**EXERCISE DESCRIPTION**
Within the listing below, show every line that contains the word "forest".

### DATA SUPPLIED ###

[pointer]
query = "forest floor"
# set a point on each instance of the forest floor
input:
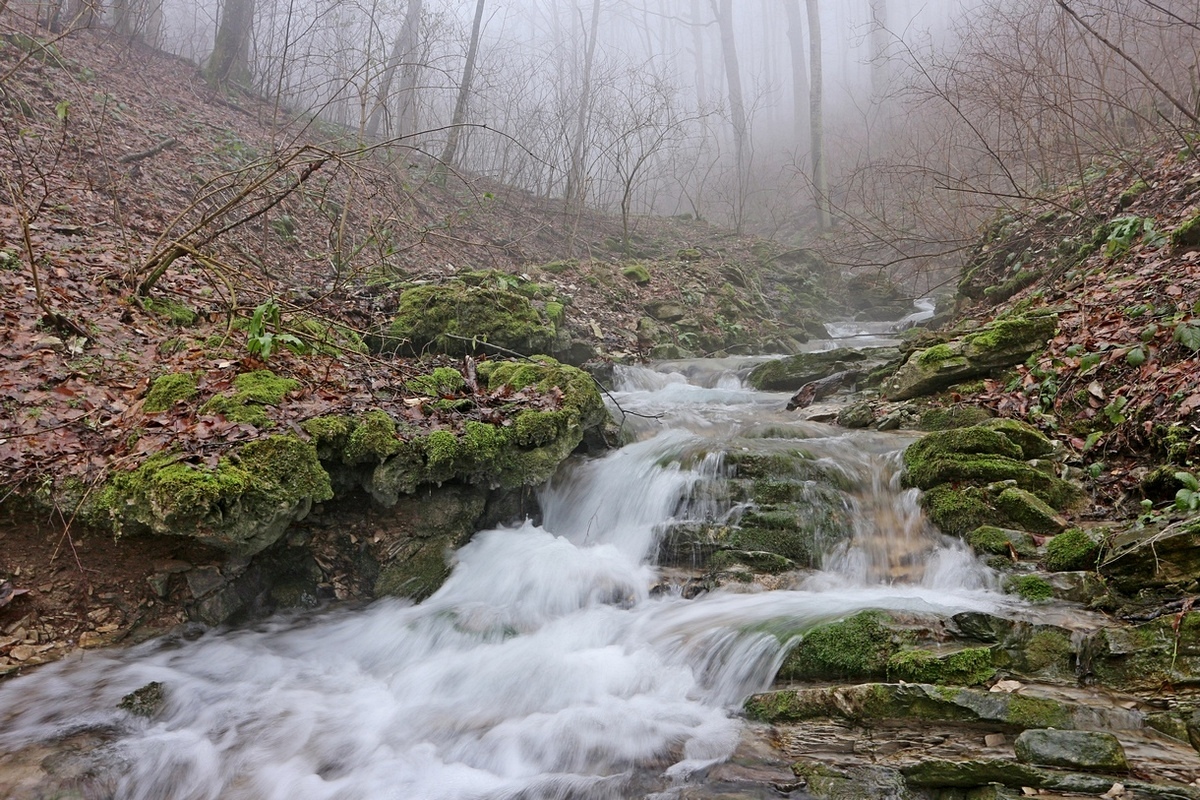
(124, 161)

###

**OUTPUT FOR THIS TASK**
query = "forest floor"
# set a point on each instance of the forest floor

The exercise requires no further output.